WRITTEN INSTRUCTION 1
In the passage on AMD's Fusion, what power range do the Zacate chips cover?

PASSAGE GIVEN
When AMD acquired ATI in 2006, the goal was a unification of microprocessors, graphics and chipsets to produce a company that could truly offer a complete platform. It took roughly 5 years for the first products to integrate the CPU and GPU together, which AMD billed as Fusion.

AMD’s Fusion is a flexible architecture that has two incarnations currently. In January 2011, AMD released Zacate – which aims for low power, rather than high performance. The low-power Bobcat CPU is integrated with a low-end DX11 GPU on TSMC’s 40nm process. The resulting chips range from 9-18W and are suitable for low-end or power sensitive notebooks, netbooks and desktops. Ostensibly there are 6W versions in the near future for tablets, but the power consumption seems too high especially given that a separate I/O hub is required – but tablets based on a 28nm shrink seem eminently reasonable.

DATA PROVIDED
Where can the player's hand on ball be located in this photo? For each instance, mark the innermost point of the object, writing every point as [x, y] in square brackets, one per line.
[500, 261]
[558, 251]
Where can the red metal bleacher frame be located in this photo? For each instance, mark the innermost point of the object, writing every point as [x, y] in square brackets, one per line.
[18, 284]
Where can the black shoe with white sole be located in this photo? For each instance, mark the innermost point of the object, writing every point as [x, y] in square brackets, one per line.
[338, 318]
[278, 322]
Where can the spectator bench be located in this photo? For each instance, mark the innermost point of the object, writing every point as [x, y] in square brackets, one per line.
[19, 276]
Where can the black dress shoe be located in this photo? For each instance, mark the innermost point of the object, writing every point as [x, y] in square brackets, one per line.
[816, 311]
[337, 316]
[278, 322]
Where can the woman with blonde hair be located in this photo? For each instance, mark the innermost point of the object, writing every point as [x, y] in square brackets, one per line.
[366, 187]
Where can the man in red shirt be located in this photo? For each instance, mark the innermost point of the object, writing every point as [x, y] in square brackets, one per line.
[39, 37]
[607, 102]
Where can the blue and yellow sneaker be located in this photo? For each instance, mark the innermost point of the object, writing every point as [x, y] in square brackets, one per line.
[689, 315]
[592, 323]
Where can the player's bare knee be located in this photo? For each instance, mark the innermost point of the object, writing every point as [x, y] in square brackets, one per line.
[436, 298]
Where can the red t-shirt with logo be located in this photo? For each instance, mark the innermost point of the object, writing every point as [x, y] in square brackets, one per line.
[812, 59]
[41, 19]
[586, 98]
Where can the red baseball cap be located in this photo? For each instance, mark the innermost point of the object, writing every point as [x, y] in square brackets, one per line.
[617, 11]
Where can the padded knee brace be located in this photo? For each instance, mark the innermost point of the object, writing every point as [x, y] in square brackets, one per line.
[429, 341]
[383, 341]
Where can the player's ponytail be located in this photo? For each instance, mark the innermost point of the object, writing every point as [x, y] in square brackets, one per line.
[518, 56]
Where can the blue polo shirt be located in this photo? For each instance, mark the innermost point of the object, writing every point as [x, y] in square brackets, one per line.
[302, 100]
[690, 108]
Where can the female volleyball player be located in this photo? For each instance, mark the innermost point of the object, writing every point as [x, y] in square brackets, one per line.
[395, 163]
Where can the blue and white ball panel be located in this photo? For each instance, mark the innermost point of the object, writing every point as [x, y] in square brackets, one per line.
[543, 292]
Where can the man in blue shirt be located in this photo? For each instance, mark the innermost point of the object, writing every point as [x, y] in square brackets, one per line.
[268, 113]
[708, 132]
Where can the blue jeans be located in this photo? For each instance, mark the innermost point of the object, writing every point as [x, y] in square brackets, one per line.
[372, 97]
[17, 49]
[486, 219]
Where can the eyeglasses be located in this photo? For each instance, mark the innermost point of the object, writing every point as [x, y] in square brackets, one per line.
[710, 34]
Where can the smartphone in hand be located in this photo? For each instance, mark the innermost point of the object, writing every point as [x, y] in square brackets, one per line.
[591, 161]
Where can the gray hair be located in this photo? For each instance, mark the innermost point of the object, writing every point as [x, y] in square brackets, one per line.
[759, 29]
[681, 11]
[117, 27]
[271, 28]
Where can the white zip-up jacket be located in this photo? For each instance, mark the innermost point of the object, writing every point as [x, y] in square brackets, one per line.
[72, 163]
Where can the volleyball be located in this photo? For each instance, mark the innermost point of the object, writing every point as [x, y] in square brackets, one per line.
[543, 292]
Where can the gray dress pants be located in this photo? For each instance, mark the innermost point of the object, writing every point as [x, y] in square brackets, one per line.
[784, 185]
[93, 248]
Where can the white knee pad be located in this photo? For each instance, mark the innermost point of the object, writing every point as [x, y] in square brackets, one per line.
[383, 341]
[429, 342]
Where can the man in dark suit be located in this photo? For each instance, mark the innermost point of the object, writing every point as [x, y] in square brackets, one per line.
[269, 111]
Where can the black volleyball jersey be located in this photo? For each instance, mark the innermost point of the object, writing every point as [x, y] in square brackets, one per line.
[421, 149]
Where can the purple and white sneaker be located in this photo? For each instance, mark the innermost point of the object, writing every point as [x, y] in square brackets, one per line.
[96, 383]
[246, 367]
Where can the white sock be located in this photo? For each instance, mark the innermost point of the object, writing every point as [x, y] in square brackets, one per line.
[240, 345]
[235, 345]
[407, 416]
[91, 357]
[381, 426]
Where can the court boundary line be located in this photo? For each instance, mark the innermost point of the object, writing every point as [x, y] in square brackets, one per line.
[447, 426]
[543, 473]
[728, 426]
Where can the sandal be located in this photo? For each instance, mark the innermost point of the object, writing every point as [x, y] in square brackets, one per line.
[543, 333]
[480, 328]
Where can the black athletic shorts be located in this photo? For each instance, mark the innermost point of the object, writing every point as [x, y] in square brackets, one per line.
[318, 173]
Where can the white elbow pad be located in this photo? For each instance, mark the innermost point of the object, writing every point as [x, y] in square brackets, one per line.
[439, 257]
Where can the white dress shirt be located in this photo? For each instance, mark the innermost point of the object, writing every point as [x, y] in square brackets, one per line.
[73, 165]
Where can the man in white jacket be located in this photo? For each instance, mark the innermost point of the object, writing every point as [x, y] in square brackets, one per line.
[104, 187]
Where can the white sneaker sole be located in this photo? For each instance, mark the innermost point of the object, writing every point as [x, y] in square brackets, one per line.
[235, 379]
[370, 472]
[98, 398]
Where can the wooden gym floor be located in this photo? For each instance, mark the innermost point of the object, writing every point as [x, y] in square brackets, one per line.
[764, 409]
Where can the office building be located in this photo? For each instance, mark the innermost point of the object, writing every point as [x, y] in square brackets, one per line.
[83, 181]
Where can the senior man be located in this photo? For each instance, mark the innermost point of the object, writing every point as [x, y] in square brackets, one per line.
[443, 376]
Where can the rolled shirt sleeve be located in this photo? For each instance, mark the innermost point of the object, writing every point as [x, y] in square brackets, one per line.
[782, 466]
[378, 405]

WRITTEN INSTRUCTION 2
Gather every line of the records that contains the word "hair", paying attention to case.

COMPLETE ANSWER 1
The Zacate chips range from 9 to 18W.

COMPLETE ANSWER 2
Where can the woman with blonde hair be located in this photo? For each instance, mark the innermost point of the object, writing every point as [x, y] in square brackets, one per line.
Where can the gray hair be located in this photo? For each instance, mark the innermost point of the object, writing every point as [x, y] in square brackets, one per line.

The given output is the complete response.